Data excerpts:
· · · · ·

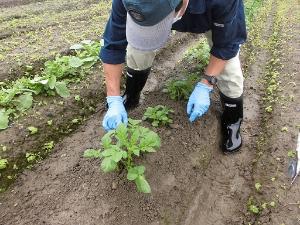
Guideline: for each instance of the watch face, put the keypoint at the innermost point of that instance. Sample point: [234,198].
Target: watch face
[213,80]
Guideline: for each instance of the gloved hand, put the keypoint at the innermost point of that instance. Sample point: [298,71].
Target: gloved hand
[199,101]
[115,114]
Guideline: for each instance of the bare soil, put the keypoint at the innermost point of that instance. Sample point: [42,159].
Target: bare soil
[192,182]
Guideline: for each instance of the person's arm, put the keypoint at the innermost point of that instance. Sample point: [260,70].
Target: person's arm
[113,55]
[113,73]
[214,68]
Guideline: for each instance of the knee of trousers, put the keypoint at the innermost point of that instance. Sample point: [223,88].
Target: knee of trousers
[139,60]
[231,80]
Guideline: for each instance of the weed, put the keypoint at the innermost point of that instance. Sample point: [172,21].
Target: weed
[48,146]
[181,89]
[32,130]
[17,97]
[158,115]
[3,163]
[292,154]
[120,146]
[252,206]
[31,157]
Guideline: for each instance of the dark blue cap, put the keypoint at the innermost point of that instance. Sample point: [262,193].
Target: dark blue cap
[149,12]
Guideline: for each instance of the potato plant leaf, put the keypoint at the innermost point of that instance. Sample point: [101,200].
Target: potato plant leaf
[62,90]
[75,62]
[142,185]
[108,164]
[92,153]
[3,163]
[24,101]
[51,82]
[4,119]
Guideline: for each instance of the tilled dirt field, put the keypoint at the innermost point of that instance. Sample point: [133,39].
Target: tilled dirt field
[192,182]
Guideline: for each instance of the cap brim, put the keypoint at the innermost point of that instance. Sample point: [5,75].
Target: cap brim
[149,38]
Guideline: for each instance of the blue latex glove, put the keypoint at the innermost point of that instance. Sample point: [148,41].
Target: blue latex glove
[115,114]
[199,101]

· · · · ·

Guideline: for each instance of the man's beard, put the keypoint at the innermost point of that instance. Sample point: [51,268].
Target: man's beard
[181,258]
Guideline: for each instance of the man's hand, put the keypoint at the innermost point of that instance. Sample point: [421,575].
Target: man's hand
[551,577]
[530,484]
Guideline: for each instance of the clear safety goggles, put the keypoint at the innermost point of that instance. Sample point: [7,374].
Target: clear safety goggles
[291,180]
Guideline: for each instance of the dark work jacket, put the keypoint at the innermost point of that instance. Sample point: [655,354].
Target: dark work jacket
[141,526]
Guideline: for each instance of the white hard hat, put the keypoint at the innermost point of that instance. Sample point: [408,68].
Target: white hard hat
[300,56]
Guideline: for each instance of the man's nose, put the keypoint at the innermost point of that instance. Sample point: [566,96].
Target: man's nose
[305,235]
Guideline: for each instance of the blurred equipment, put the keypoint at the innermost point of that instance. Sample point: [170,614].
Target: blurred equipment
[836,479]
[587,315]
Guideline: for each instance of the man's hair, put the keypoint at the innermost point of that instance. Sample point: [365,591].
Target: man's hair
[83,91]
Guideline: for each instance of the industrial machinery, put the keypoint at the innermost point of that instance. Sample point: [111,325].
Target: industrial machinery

· · · · ·

● **PROBLEM STATEMENT**: Set down, exactly as they stand above, the lines starting with the line with "Guideline: for each instance of the bare" and going on through the line with "Guideline: for each instance of the person's", and no others.

● **ANSWER FOR THIS EXERCISE**:
Guideline: for each instance of the bare soil, put the keypoint at the innermost point of that instance. Sample point: [42,159].
Target: bare soil
[192,182]
Guideline: for each instance of the person's arm, put the keypoint at the innermost point of that instance. Sample point: [260,70].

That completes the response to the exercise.